**AIM**
Update the part that opens with the line containing "outline woman" and closes with the line containing "143], [76, 143]]": change "ring rule" to "fill rule" and return only those lines, otherwise unchanged.

*** GIVEN DATA ***

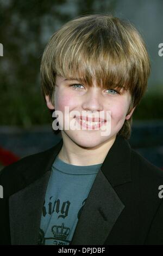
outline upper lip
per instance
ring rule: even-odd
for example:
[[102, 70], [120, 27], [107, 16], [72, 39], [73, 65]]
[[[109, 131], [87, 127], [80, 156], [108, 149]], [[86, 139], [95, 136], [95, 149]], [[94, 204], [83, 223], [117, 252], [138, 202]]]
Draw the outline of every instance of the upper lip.
[[99, 118], [99, 117], [90, 117], [88, 116], [76, 116], [76, 118], [81, 119], [81, 120], [85, 120], [87, 121], [90, 121], [90, 122], [104, 122], [106, 120], [102, 118]]

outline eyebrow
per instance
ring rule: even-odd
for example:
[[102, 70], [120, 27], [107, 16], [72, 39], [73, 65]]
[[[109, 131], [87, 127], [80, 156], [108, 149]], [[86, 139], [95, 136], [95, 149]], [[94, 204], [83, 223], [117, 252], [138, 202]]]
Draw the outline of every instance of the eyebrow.
[[70, 78], [69, 79], [68, 78], [66, 78], [64, 80], [64, 81], [72, 81], [72, 80], [78, 80], [78, 79], [76, 78]]

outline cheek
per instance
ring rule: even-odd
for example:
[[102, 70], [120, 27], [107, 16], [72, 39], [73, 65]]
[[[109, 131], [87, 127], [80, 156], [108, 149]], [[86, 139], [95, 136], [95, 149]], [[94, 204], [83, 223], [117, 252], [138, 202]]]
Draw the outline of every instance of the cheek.
[[122, 100], [113, 104], [111, 110], [111, 116], [112, 120], [117, 121], [120, 121], [122, 119], [124, 120], [128, 109], [128, 104]]
[[71, 110], [75, 103], [73, 99], [74, 97], [71, 93], [56, 92], [55, 96], [55, 109], [64, 112], [65, 107], [69, 106], [69, 109]]

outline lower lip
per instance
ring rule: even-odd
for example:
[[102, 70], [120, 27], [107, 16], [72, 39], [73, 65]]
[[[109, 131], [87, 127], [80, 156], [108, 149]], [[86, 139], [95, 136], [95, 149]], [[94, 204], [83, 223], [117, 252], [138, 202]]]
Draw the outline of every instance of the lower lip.
[[106, 123], [106, 121], [104, 122], [101, 122], [99, 123], [97, 123], [97, 124], [96, 124], [95, 126], [90, 126], [89, 124], [87, 124], [86, 123], [83, 123], [81, 119], [77, 118], [76, 118], [77, 121], [78, 121], [78, 123], [80, 124], [81, 126], [83, 127], [84, 127], [87, 129], [95, 129], [96, 128], [99, 128], [101, 127], [104, 124], [104, 123]]

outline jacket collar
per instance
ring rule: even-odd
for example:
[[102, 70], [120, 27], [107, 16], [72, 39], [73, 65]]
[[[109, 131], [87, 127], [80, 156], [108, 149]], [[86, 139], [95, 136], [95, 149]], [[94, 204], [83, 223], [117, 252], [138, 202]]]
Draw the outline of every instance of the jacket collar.
[[[9, 198], [11, 243], [36, 245], [42, 209], [51, 166], [61, 148], [62, 140], [46, 151], [43, 161], [29, 172], [42, 175]], [[48, 152], [48, 153], [47, 153]], [[114, 187], [130, 182], [131, 149], [117, 136], [97, 174], [82, 209], [71, 245], [103, 245], [125, 206]]]

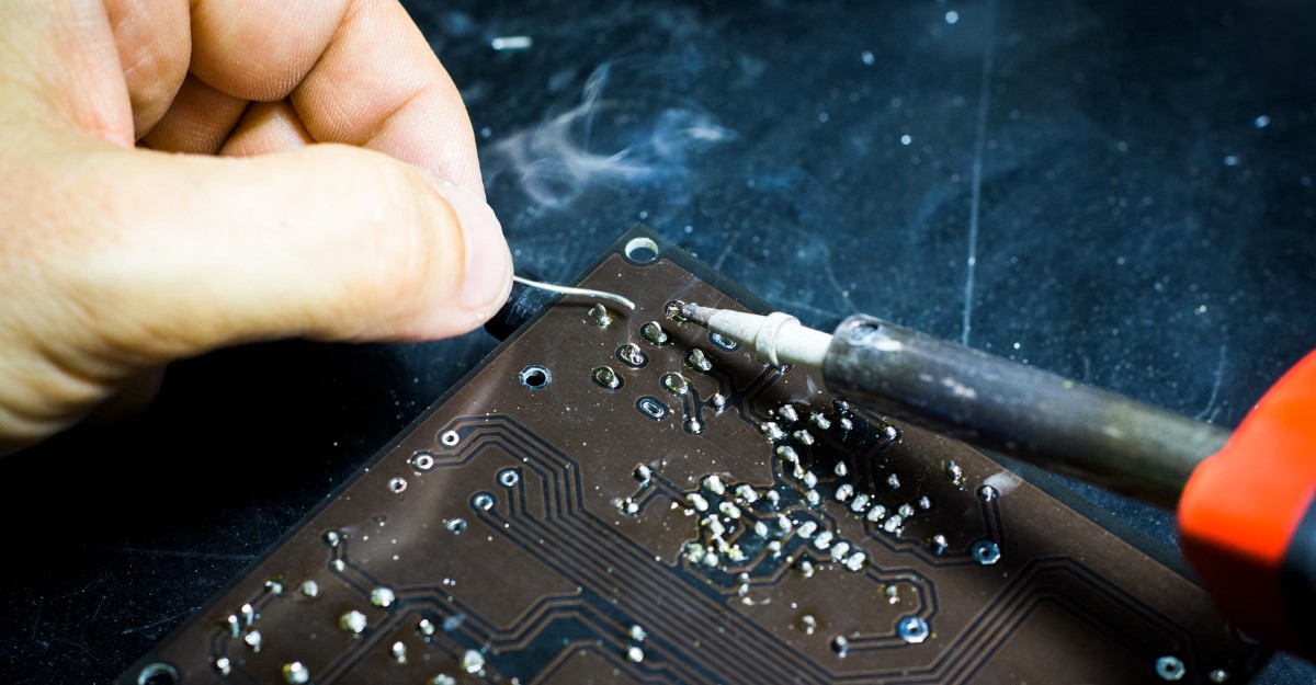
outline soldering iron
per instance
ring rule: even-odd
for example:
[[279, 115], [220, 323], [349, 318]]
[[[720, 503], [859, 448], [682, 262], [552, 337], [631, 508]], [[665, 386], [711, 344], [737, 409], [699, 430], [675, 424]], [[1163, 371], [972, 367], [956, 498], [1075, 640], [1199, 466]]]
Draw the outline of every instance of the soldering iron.
[[869, 316], [828, 334], [784, 313], [679, 316], [759, 362], [905, 419], [1174, 508], [1184, 556], [1246, 634], [1316, 655], [1316, 352], [1230, 431]]

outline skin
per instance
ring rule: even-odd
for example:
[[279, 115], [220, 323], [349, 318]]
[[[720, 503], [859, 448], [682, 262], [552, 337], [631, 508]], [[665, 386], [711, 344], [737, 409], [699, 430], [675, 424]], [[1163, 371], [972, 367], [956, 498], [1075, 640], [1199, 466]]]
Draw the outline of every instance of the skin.
[[216, 347], [466, 333], [512, 263], [396, 0], [0, 3], [0, 454]]

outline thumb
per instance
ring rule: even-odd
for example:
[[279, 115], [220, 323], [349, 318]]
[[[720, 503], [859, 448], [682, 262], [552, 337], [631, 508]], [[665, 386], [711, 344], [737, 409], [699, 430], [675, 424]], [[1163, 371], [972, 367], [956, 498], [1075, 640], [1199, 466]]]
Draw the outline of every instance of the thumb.
[[117, 184], [126, 221], [92, 268], [82, 264], [79, 292], [117, 313], [101, 333], [138, 362], [292, 335], [450, 337], [511, 289], [490, 206], [386, 155], [333, 145], [245, 159], [126, 155], [141, 183]]

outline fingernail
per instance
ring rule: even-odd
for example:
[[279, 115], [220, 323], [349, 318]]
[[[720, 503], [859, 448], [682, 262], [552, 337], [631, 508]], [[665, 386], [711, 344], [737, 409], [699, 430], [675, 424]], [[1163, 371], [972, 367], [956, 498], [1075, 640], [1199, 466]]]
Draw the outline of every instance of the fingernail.
[[449, 181], [434, 184], [462, 224], [466, 242], [466, 280], [458, 306], [488, 318], [512, 289], [512, 255], [494, 209], [470, 191]]

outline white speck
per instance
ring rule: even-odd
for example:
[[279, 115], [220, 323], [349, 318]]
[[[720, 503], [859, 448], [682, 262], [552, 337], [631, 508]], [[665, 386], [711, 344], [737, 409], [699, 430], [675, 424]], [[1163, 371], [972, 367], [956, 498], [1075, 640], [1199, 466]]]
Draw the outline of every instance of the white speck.
[[495, 50], [526, 50], [534, 45], [534, 38], [529, 35], [499, 35], [490, 41], [490, 47]]
[[393, 593], [392, 588], [386, 585], [380, 585], [370, 590], [370, 603], [375, 606], [388, 606], [393, 603], [393, 600], [396, 598], [397, 596]]
[[475, 650], [466, 650], [462, 655], [462, 669], [467, 673], [479, 673], [484, 668], [484, 656]]
[[950, 376], [941, 379], [941, 384], [945, 385], [946, 389], [949, 389], [955, 397], [963, 397], [966, 400], [974, 400], [978, 397], [978, 390], [959, 383], [955, 379], [951, 379]]
[[1009, 494], [1015, 488], [1019, 486], [1020, 483], [1021, 481], [1019, 476], [1008, 471], [992, 473], [991, 476], [983, 479], [983, 485], [990, 485], [994, 490], [996, 490], [996, 494], [1000, 496]]
[[366, 614], [362, 614], [361, 611], [355, 610], [347, 611], [346, 614], [338, 618], [338, 625], [342, 626], [342, 630], [346, 630], [347, 632], [353, 634], [361, 632], [366, 630]]

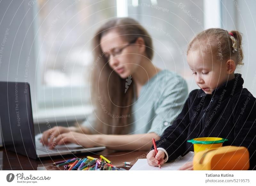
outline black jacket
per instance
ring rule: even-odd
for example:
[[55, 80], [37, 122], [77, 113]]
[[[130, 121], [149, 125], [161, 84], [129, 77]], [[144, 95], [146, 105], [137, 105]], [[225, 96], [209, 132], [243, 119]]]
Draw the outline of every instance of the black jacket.
[[212, 94], [201, 89], [190, 92], [181, 113], [156, 142], [166, 151], [168, 161], [194, 151], [188, 140], [219, 137], [228, 139], [223, 146], [247, 148], [250, 169], [256, 169], [256, 99], [243, 88], [243, 83], [241, 75], [236, 74]]

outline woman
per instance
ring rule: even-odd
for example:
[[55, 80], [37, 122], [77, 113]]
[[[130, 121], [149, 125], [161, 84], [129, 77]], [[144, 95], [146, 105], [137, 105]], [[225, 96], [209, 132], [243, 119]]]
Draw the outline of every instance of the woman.
[[93, 44], [93, 119], [85, 126], [55, 127], [44, 133], [41, 142], [50, 148], [70, 142], [85, 148], [148, 150], [152, 138], [159, 139], [180, 112], [188, 94], [185, 81], [154, 66], [151, 37], [132, 19], [107, 22]]

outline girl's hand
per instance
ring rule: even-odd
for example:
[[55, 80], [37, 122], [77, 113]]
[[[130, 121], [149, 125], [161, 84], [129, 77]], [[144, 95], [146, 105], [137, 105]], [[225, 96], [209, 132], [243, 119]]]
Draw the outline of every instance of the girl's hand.
[[178, 169], [179, 170], [193, 170], [193, 162], [187, 162]]
[[[40, 142], [45, 145], [52, 146], [54, 143], [56, 143], [54, 141], [55, 138], [60, 134], [71, 131], [75, 131], [76, 130], [76, 128], [75, 127], [54, 127], [43, 133], [42, 138], [40, 140]], [[50, 139], [48, 142], [48, 138], [49, 137]]]
[[158, 151], [156, 154], [155, 150], [152, 150], [148, 152], [147, 155], [148, 163], [150, 166], [158, 166], [164, 164], [164, 159], [165, 154], [163, 151]]
[[85, 148], [100, 146], [96, 142], [96, 135], [88, 135], [75, 132], [61, 134], [56, 137], [56, 143], [49, 147], [53, 149], [56, 145], [63, 145], [69, 143], [76, 143]]

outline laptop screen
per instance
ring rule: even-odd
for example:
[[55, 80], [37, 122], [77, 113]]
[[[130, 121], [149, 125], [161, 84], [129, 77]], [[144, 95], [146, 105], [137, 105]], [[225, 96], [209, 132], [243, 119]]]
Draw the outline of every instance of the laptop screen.
[[0, 103], [3, 145], [7, 150], [36, 159], [29, 84], [0, 81]]

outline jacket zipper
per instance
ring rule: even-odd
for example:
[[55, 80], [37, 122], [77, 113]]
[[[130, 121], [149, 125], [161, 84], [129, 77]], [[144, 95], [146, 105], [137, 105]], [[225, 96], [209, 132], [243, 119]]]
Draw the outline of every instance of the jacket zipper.
[[207, 107], [206, 109], [204, 112], [204, 113], [203, 114], [203, 116], [202, 116], [202, 119], [201, 119], [201, 122], [200, 122], [200, 125], [199, 126], [199, 130], [198, 131], [198, 132], [197, 134], [196, 135], [196, 136], [197, 136], [197, 137], [199, 137], [199, 136], [198, 136], [198, 135], [200, 134], [200, 132], [201, 131], [201, 125], [203, 125], [203, 120], [204, 119], [204, 116], [205, 115], [205, 112], [206, 112], [209, 110], [209, 108], [211, 107], [213, 103], [213, 101], [214, 100], [214, 96], [213, 96], [212, 97], [212, 99], [211, 100], [211, 101], [210, 101], [210, 103], [209, 104], [209, 105]]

***

**EXPECTED OUTPUT**
outline woman
per instance
fill rule: even-odd
for example:
[[55, 80], [37, 122], [77, 113]]
[[[130, 121], [149, 125], [161, 84], [129, 77]], [[144, 95], [146, 105], [137, 105]], [[225, 96], [209, 132], [243, 119]]]
Draw the outline of every instance of the woman.
[[93, 44], [93, 119], [85, 126], [55, 127], [44, 133], [41, 142], [50, 148], [70, 142], [85, 148], [148, 150], [152, 138], [159, 139], [180, 112], [188, 94], [185, 81], [154, 66], [151, 37], [132, 19], [107, 22]]

outline girl's hand
per instance
fill rule: even-odd
for example:
[[55, 80], [37, 122], [77, 113]]
[[[130, 121], [149, 125], [161, 84], [129, 77]], [[144, 95], [146, 105], [137, 105]], [[225, 96], [209, 132], [243, 119]]]
Draw the outline of every instance of the girl's hand.
[[178, 169], [179, 170], [193, 170], [193, 162], [187, 162]]
[[[40, 142], [45, 145], [52, 146], [54, 143], [56, 143], [54, 141], [55, 138], [60, 134], [71, 131], [75, 131], [76, 130], [76, 128], [75, 127], [54, 127], [43, 133], [42, 138], [40, 140]], [[50, 139], [48, 142], [48, 138], [49, 137]]]
[[158, 151], [156, 154], [155, 150], [152, 150], [148, 152], [147, 155], [148, 163], [150, 166], [158, 166], [164, 164], [164, 159], [165, 154], [163, 151]]
[[85, 148], [100, 146], [96, 142], [96, 135], [88, 135], [75, 132], [61, 134], [56, 137], [56, 143], [49, 147], [53, 149], [56, 145], [63, 145], [69, 143], [76, 143]]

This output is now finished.